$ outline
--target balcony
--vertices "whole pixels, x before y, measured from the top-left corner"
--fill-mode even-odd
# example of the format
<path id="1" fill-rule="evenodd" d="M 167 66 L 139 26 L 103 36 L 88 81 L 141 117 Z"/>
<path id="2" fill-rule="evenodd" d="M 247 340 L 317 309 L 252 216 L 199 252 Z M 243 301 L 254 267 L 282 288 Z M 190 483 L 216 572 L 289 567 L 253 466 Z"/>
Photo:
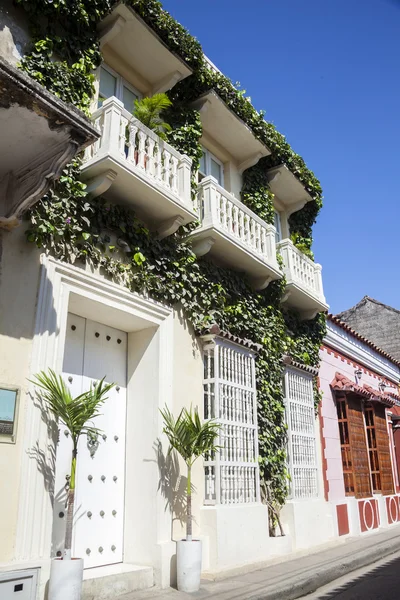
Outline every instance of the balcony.
<path id="1" fill-rule="evenodd" d="M 217 262 L 244 272 L 256 289 L 282 276 L 275 249 L 275 227 L 257 217 L 213 177 L 199 184 L 198 229 L 190 234 L 197 256 L 210 253 Z"/>
<path id="2" fill-rule="evenodd" d="M 272 167 L 267 173 L 269 188 L 275 194 L 274 204 L 281 214 L 285 215 L 285 222 L 290 215 L 301 210 L 312 200 L 301 181 L 286 165 Z M 286 235 L 288 234 L 286 230 Z"/>
<path id="3" fill-rule="evenodd" d="M 0 90 L 0 229 L 12 230 L 98 133 L 75 107 L 1 57 Z"/>
<path id="4" fill-rule="evenodd" d="M 322 287 L 321 265 L 310 260 L 288 239 L 279 242 L 277 248 L 283 258 L 287 282 L 283 302 L 298 310 L 304 320 L 326 311 L 328 305 Z"/>
<path id="5" fill-rule="evenodd" d="M 271 154 L 215 91 L 203 94 L 192 106 L 200 112 L 203 132 L 229 152 L 240 173 Z"/>
<path id="6" fill-rule="evenodd" d="M 99 34 L 105 61 L 111 66 L 132 67 L 137 87 L 148 96 L 171 89 L 192 72 L 133 8 L 123 2 L 118 2 L 99 24 Z"/>
<path id="7" fill-rule="evenodd" d="M 192 161 L 161 140 L 112 97 L 93 114 L 100 139 L 87 148 L 82 177 L 92 197 L 130 206 L 159 238 L 197 218 Z"/>

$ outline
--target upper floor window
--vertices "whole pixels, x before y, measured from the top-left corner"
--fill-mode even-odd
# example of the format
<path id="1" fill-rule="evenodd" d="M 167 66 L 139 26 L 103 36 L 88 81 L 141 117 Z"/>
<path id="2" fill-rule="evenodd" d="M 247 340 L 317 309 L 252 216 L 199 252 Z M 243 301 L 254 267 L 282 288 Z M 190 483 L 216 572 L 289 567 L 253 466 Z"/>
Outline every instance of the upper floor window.
<path id="1" fill-rule="evenodd" d="M 99 100 L 100 107 L 104 100 L 115 96 L 121 100 L 126 110 L 130 113 L 135 106 L 135 100 L 140 98 L 140 94 L 133 86 L 123 79 L 116 71 L 106 65 L 100 67 L 100 86 Z"/>
<path id="2" fill-rule="evenodd" d="M 313 379 L 286 369 L 284 383 L 291 495 L 312 498 L 318 493 Z"/>
<path id="3" fill-rule="evenodd" d="M 276 243 L 280 242 L 282 239 L 282 226 L 281 226 L 281 215 L 274 210 L 274 225 L 276 229 L 275 239 Z"/>
<path id="4" fill-rule="evenodd" d="M 206 148 L 202 148 L 203 155 L 200 159 L 199 167 L 199 182 L 211 175 L 214 177 L 220 186 L 224 186 L 224 165 L 214 154 L 212 154 Z"/>
<path id="5" fill-rule="evenodd" d="M 204 462 L 206 504 L 259 500 L 254 361 L 248 348 L 214 336 L 206 338 L 204 418 L 221 423 L 219 450 Z"/>

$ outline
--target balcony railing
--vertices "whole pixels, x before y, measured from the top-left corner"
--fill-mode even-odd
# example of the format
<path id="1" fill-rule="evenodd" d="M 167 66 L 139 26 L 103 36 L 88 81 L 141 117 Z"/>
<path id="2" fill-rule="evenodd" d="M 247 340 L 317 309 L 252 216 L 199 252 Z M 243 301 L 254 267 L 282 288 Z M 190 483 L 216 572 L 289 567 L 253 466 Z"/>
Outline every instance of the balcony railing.
<path id="1" fill-rule="evenodd" d="M 289 239 L 277 244 L 284 262 L 288 304 L 306 317 L 328 308 L 322 286 L 322 267 L 305 256 Z"/>
<path id="2" fill-rule="evenodd" d="M 201 225 L 191 234 L 197 254 L 212 248 L 223 262 L 259 279 L 259 287 L 281 276 L 273 225 L 265 223 L 213 177 L 199 184 L 197 203 Z"/>
<path id="3" fill-rule="evenodd" d="M 132 178 L 125 181 L 124 190 L 119 190 L 118 185 L 112 185 L 113 191 L 120 191 L 119 195 L 125 195 L 127 188 L 131 188 L 135 201 L 139 204 L 147 203 L 150 212 L 160 215 L 162 218 L 179 216 L 183 210 L 183 221 L 185 223 L 194 220 L 195 212 L 191 200 L 190 176 L 191 159 L 180 154 L 175 148 L 167 144 L 158 135 L 151 131 L 138 119 L 134 118 L 122 103 L 116 98 L 108 98 L 101 108 L 93 114 L 93 120 L 101 133 L 100 139 L 86 149 L 84 173 L 87 177 L 97 176 L 100 163 L 109 160 L 106 165 L 112 170 L 119 171 L 115 178 L 126 179 L 126 173 L 134 175 L 142 184 L 146 184 L 152 190 L 169 200 L 174 206 L 164 210 L 165 206 L 158 208 L 151 206 L 151 192 L 135 188 Z M 117 168 L 116 168 L 117 167 Z M 142 185 L 143 188 L 143 185 Z M 126 197 L 124 198 L 127 199 Z M 165 203 L 164 203 L 165 204 Z M 188 213 L 188 214 L 185 214 Z"/>

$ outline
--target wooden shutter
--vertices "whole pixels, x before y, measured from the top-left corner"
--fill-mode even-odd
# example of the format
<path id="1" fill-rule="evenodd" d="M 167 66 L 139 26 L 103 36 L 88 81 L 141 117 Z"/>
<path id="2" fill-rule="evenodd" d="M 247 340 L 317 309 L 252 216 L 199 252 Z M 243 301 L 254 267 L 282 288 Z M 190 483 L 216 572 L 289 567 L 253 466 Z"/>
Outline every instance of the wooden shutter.
<path id="1" fill-rule="evenodd" d="M 389 435 L 386 425 L 385 407 L 374 404 L 375 436 L 381 472 L 382 494 L 394 494 L 392 461 L 390 458 Z"/>
<path id="2" fill-rule="evenodd" d="M 367 442 L 365 439 L 364 415 L 361 400 L 357 396 L 347 396 L 347 419 L 351 454 L 353 457 L 354 487 L 356 498 L 372 496 L 371 477 Z"/>

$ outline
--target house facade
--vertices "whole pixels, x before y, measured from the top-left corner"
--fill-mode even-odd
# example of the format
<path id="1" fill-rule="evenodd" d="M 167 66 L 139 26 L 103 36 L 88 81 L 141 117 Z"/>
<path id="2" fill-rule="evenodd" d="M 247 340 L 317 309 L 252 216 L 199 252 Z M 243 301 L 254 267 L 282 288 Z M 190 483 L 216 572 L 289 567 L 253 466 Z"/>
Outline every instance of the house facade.
<path id="1" fill-rule="evenodd" d="M 335 535 L 399 523 L 400 364 L 329 316 L 319 384 L 325 498 Z"/>
<path id="2" fill-rule="evenodd" d="M 6 207 L 1 237 L 7 600 L 16 585 L 41 600 L 51 558 L 62 550 L 71 441 L 30 383 L 49 368 L 73 394 L 102 377 L 116 384 L 96 423 L 101 435 L 81 438 L 78 449 L 73 553 L 85 560 L 84 597 L 174 582 L 186 480 L 167 454 L 165 406 L 174 414 L 198 406 L 204 419 L 221 423 L 220 451 L 193 471 L 205 572 L 335 536 L 314 409 L 328 307 L 321 266 L 303 239 L 320 208 L 319 183 L 157 3 L 155 12 L 134 1 L 105 4 L 92 21 L 78 15 L 75 29 L 68 7 L 59 13 L 43 3 L 50 39 L 50 24 L 60 26 L 58 37 L 65 29 L 63 44 L 54 38 L 50 50 L 46 32 L 30 38 L 37 15 L 29 3 L 1 13 L 5 70 L 26 80 L 32 122 L 47 115 L 40 94 L 64 111 L 47 119 L 50 133 L 42 124 L 30 131 L 33 153 L 44 130 L 43 148 L 62 160 L 37 154 L 37 190 Z M 86 44 L 81 54 L 78 41 Z M 97 57 L 93 64 L 88 56 Z M 68 85 L 60 86 L 63 77 Z M 172 101 L 167 136 L 132 115 L 135 100 L 164 92 Z M 19 193 L 25 175 L 15 177 L 12 160 L 24 158 L 30 175 L 36 162 L 15 106 L 1 103 L 0 118 L 16 111 L 22 130 L 4 174 L 7 190 L 12 180 Z M 67 148 L 57 146 L 60 155 L 54 132 Z M 7 146 L 2 152 L 8 156 Z M 287 535 L 274 537 L 268 502 L 287 496 L 287 472 Z M 316 514 L 321 526 L 310 533 Z"/>

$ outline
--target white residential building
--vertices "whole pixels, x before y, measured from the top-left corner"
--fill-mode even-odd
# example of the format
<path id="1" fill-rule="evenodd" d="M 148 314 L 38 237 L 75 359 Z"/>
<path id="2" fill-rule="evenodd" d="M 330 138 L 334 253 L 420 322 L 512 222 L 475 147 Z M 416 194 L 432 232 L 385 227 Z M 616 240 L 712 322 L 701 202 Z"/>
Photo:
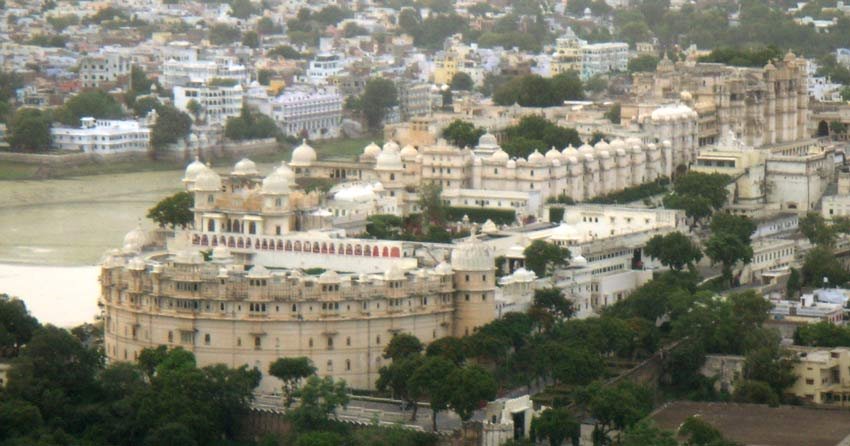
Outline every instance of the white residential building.
<path id="1" fill-rule="evenodd" d="M 314 84 L 324 83 L 329 77 L 342 73 L 345 61 L 338 54 L 319 54 L 310 61 L 307 80 Z"/>
<path id="2" fill-rule="evenodd" d="M 597 74 L 626 71 L 629 64 L 629 44 L 606 42 L 582 45 L 581 78 L 590 79 Z"/>
<path id="3" fill-rule="evenodd" d="M 224 125 L 227 118 L 239 116 L 244 97 L 245 91 L 239 84 L 233 86 L 191 84 L 185 87 L 174 87 L 174 106 L 206 124 Z M 192 100 L 201 105 L 201 111 L 197 117 L 188 109 L 188 104 Z"/>
<path id="4" fill-rule="evenodd" d="M 50 129 L 59 150 L 84 153 L 144 152 L 150 148 L 151 130 L 139 121 L 83 118 L 82 125 Z"/>
<path id="5" fill-rule="evenodd" d="M 117 53 L 95 54 L 80 58 L 80 83 L 97 88 L 130 74 L 130 58 Z"/>
<path id="6" fill-rule="evenodd" d="M 342 96 L 335 89 L 293 88 L 270 99 L 267 108 L 287 135 L 309 139 L 340 136 Z"/>
<path id="7" fill-rule="evenodd" d="M 229 79 L 245 84 L 248 78 L 249 73 L 245 65 L 232 57 L 196 61 L 169 60 L 162 65 L 161 77 L 162 85 L 166 88 L 205 84 L 212 79 Z"/>

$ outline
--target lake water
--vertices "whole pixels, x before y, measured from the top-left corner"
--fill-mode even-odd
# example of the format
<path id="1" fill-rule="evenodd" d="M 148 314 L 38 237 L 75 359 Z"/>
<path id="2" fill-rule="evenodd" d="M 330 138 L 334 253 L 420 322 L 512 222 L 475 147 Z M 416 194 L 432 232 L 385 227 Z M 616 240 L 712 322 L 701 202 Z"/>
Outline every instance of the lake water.
<path id="1" fill-rule="evenodd" d="M 272 164 L 258 164 L 265 174 Z M 224 169 L 217 169 L 224 171 Z M 182 170 L 0 182 L 0 293 L 62 327 L 98 313 L 98 263 L 147 210 L 183 189 Z"/>

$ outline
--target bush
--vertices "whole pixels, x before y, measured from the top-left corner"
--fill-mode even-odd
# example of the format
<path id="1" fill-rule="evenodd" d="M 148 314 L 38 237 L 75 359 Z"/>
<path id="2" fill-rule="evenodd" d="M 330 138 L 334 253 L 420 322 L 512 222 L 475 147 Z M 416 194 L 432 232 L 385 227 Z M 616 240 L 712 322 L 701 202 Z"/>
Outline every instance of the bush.
<path id="1" fill-rule="evenodd" d="M 549 221 L 551 223 L 558 223 L 564 219 L 564 208 L 561 207 L 550 207 L 549 208 Z"/>
<path id="2" fill-rule="evenodd" d="M 509 225 L 516 221 L 516 211 L 508 209 L 448 207 L 446 211 L 449 221 L 460 221 L 464 215 L 469 217 L 470 222 L 475 223 L 493 220 L 497 225 Z"/>
<path id="3" fill-rule="evenodd" d="M 640 201 L 653 195 L 663 194 L 667 192 L 667 185 L 670 181 L 667 178 L 659 178 L 649 183 L 643 183 L 637 186 L 627 187 L 619 192 L 612 192 L 592 198 L 588 200 L 590 203 L 598 204 L 625 204 L 633 201 Z"/>

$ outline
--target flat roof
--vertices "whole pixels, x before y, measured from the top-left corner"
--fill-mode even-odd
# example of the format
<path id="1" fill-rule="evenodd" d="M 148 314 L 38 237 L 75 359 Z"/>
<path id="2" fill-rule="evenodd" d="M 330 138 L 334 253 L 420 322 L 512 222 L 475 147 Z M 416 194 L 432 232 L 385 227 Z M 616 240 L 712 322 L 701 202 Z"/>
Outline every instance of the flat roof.
<path id="1" fill-rule="evenodd" d="M 658 427 L 676 431 L 697 415 L 729 439 L 759 446 L 835 446 L 850 436 L 850 411 L 762 404 L 676 401 L 651 415 Z"/>

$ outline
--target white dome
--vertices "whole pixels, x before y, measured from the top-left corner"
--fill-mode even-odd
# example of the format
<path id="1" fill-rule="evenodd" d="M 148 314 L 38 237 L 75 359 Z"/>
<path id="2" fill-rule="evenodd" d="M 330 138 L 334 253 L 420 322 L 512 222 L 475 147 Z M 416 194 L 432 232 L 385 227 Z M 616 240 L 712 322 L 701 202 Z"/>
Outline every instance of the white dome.
<path id="1" fill-rule="evenodd" d="M 399 151 L 398 144 L 396 144 L 395 141 L 387 141 L 386 143 L 384 143 L 384 150 L 383 151 L 384 152 L 398 153 L 398 151 Z"/>
<path id="2" fill-rule="evenodd" d="M 499 162 L 499 163 L 507 162 L 509 159 L 510 159 L 510 156 L 508 155 L 508 152 L 505 152 L 502 149 L 499 149 L 499 150 L 493 152 L 492 155 L 490 155 L 491 161 L 496 161 L 496 162 Z"/>
<path id="3" fill-rule="evenodd" d="M 590 144 L 587 143 L 582 144 L 581 147 L 578 148 L 578 153 L 580 155 L 593 154 L 593 147 L 591 147 Z"/>
<path id="4" fill-rule="evenodd" d="M 195 161 L 192 161 L 188 166 L 186 166 L 186 172 L 183 174 L 183 181 L 195 181 L 195 179 L 198 178 L 198 175 L 207 169 L 209 169 L 209 167 L 202 163 L 196 156 Z"/>
<path id="5" fill-rule="evenodd" d="M 626 147 L 626 142 L 623 141 L 620 138 L 615 138 L 613 141 L 611 141 L 611 144 L 609 144 L 608 146 L 611 150 L 622 149 L 622 148 Z"/>
<path id="6" fill-rule="evenodd" d="M 610 146 L 608 145 L 607 142 L 605 142 L 604 139 L 600 140 L 598 143 L 596 143 L 595 146 L 593 146 L 593 148 L 596 149 L 596 150 L 608 150 L 609 147 Z"/>
<path id="7" fill-rule="evenodd" d="M 557 228 L 552 230 L 549 236 L 551 240 L 578 240 L 580 238 L 578 230 L 564 222 L 561 222 Z"/>
<path id="8" fill-rule="evenodd" d="M 492 233 L 498 232 L 498 231 L 499 231 L 499 228 L 496 227 L 496 223 L 493 223 L 493 220 L 490 220 L 489 218 L 481 226 L 481 232 L 483 232 L 485 234 L 492 234 Z"/>
<path id="9" fill-rule="evenodd" d="M 480 147 L 482 149 L 491 149 L 491 148 L 496 148 L 498 146 L 499 146 L 499 141 L 497 141 L 496 137 L 490 132 L 487 132 L 487 133 L 481 135 L 480 138 L 478 138 L 478 147 Z"/>
<path id="10" fill-rule="evenodd" d="M 141 226 L 136 226 L 135 229 L 128 232 L 124 236 L 122 243 L 122 251 L 124 252 L 139 252 L 148 243 L 148 235 Z"/>
<path id="11" fill-rule="evenodd" d="M 301 140 L 301 145 L 292 151 L 292 160 L 289 164 L 293 166 L 309 166 L 316 161 L 316 150 L 307 144 L 307 140 Z"/>
<path id="12" fill-rule="evenodd" d="M 570 144 L 561 152 L 561 155 L 565 157 L 578 156 L 578 150 Z"/>
<path id="13" fill-rule="evenodd" d="M 505 257 L 509 259 L 524 259 L 525 248 L 523 248 L 521 245 L 513 245 L 508 248 L 508 251 L 505 253 Z"/>
<path id="14" fill-rule="evenodd" d="M 641 141 L 640 138 L 638 138 L 636 136 L 631 136 L 629 138 L 626 138 L 626 145 L 627 146 L 631 147 L 635 144 L 643 144 L 643 141 Z"/>
<path id="15" fill-rule="evenodd" d="M 248 176 L 257 175 L 257 164 L 248 158 L 242 158 L 235 166 L 233 166 L 232 175 Z"/>
<path id="16" fill-rule="evenodd" d="M 490 248 L 473 236 L 452 250 L 455 271 L 491 271 L 495 260 Z"/>
<path id="17" fill-rule="evenodd" d="M 570 163 L 570 164 L 578 164 L 578 157 L 571 156 L 571 157 L 567 158 L 567 162 Z"/>
<path id="18" fill-rule="evenodd" d="M 398 151 L 398 144 L 386 143 L 384 150 L 378 155 L 375 162 L 376 170 L 401 170 L 401 154 Z"/>
<path id="19" fill-rule="evenodd" d="M 251 271 L 248 271 L 248 277 L 271 277 L 271 273 L 263 265 L 254 265 Z"/>
<path id="20" fill-rule="evenodd" d="M 232 259 L 233 256 L 230 254 L 230 250 L 224 246 L 216 246 L 213 248 L 212 258 L 213 260 L 224 261 Z"/>
<path id="21" fill-rule="evenodd" d="M 632 153 L 634 153 L 634 154 L 643 153 L 643 146 L 641 146 L 640 144 L 633 145 L 632 146 Z"/>
<path id="22" fill-rule="evenodd" d="M 129 262 L 127 262 L 127 269 L 133 271 L 144 271 L 145 266 L 145 261 L 140 257 L 133 257 Z"/>
<path id="23" fill-rule="evenodd" d="M 399 155 L 401 155 L 402 158 L 416 158 L 416 156 L 419 155 L 419 151 L 416 150 L 416 147 L 408 144 L 401 149 Z"/>
<path id="24" fill-rule="evenodd" d="M 274 170 L 274 173 L 283 176 L 287 179 L 290 186 L 295 185 L 295 172 L 289 168 L 289 165 L 286 164 L 286 161 L 281 161 L 280 166 L 277 166 L 277 169 Z"/>
<path id="25" fill-rule="evenodd" d="M 537 278 L 537 274 L 534 274 L 534 271 L 529 271 L 525 268 L 519 268 L 511 275 L 515 282 L 532 282 Z"/>
<path id="26" fill-rule="evenodd" d="M 676 119 L 688 119 L 696 115 L 690 107 L 685 104 L 665 105 L 652 111 L 650 118 L 653 121 L 672 121 Z"/>
<path id="27" fill-rule="evenodd" d="M 369 143 L 368 146 L 363 148 L 363 156 L 365 158 L 375 158 L 379 153 L 381 153 L 381 148 L 374 142 Z"/>
<path id="28" fill-rule="evenodd" d="M 529 163 L 540 163 L 543 162 L 543 160 L 545 159 L 546 157 L 544 157 L 543 154 L 540 153 L 537 149 L 534 149 L 534 152 L 532 152 L 531 155 L 528 155 Z"/>
<path id="29" fill-rule="evenodd" d="M 212 169 L 207 169 L 195 179 L 195 190 L 201 192 L 221 191 L 221 177 Z"/>
<path id="30" fill-rule="evenodd" d="M 508 162 L 505 163 L 505 167 L 507 167 L 508 169 L 515 169 L 516 168 L 516 161 L 508 160 Z"/>
<path id="31" fill-rule="evenodd" d="M 402 272 L 398 266 L 390 265 L 390 269 L 384 271 L 384 280 L 402 280 L 404 279 L 404 272 Z"/>
<path id="32" fill-rule="evenodd" d="M 600 150 L 599 157 L 602 159 L 608 159 L 611 158 L 611 154 L 607 150 Z"/>
<path id="33" fill-rule="evenodd" d="M 261 192 L 264 195 L 288 195 L 290 178 L 285 173 L 275 170 L 269 176 L 263 178 Z"/>
<path id="34" fill-rule="evenodd" d="M 339 274 L 336 271 L 325 271 L 319 275 L 319 283 L 338 283 Z"/>
<path id="35" fill-rule="evenodd" d="M 184 264 L 198 264 L 204 263 L 204 257 L 198 251 L 178 251 L 177 254 L 174 255 L 174 263 L 184 263 Z"/>
<path id="36" fill-rule="evenodd" d="M 558 149 L 552 147 L 551 149 L 549 149 L 548 152 L 546 152 L 546 159 L 547 160 L 560 160 L 561 159 L 561 152 L 559 152 Z"/>
<path id="37" fill-rule="evenodd" d="M 585 259 L 583 256 L 578 255 L 573 257 L 573 260 L 570 263 L 574 266 L 584 266 L 587 265 L 587 259 Z"/>

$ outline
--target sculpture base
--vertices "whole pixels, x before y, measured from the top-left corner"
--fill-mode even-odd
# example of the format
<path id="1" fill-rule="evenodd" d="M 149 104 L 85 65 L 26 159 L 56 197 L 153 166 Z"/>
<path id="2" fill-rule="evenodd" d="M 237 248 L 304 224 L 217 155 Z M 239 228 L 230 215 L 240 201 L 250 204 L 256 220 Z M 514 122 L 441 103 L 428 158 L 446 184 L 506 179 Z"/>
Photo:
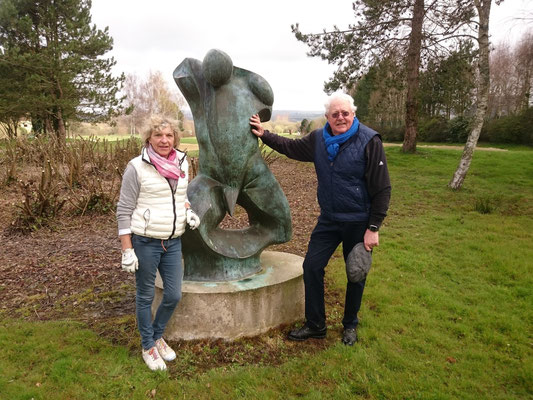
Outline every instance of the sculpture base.
<path id="1" fill-rule="evenodd" d="M 184 281 L 182 298 L 165 330 L 170 340 L 255 336 L 304 316 L 303 258 L 264 251 L 261 271 L 226 282 Z M 161 303 L 163 283 L 156 279 L 152 313 Z"/>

#####

-- WHAT YOU NEED TO DO --
Your copy should hold only the lines from the line with "237 248 L 304" through the end of the data above, both ends included, transcribed exactly and without pictures.

-- ANSWER SPACE --
<path id="2" fill-rule="evenodd" d="M 237 248 L 304 224 L 217 155 Z M 239 228 L 230 215 L 240 201 L 250 204 L 256 220 Z M 514 122 L 441 103 L 428 158 L 446 184 L 506 179 Z"/>
Photo:
Outline every instance of the sculpture base.
<path id="1" fill-rule="evenodd" d="M 184 281 L 182 298 L 165 330 L 170 340 L 255 336 L 304 316 L 303 258 L 264 251 L 261 271 L 226 282 Z M 161 303 L 163 283 L 156 279 L 152 313 Z"/>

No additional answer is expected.